> _Given request_:
Swap every occurrence of "building sign" for "storefront sign" in the records, keeping everything else the same, and omit the pictures from your answer.

> _Task data_:
_ _ _ _ _

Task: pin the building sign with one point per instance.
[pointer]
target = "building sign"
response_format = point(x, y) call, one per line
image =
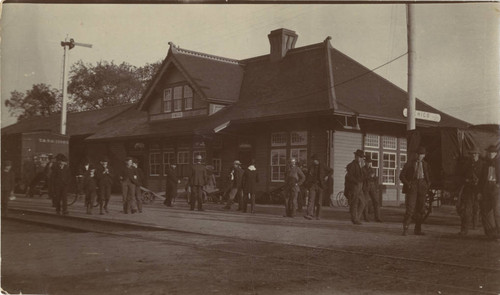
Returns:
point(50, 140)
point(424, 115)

_ _ _ _ _

> _Answer_:
Task: pin the storefront sign with one point per instance.
[pointer]
target = "storefront sign"
response_format = point(x, y) call, one per line
image =
Returns:
point(50, 140)
point(424, 115)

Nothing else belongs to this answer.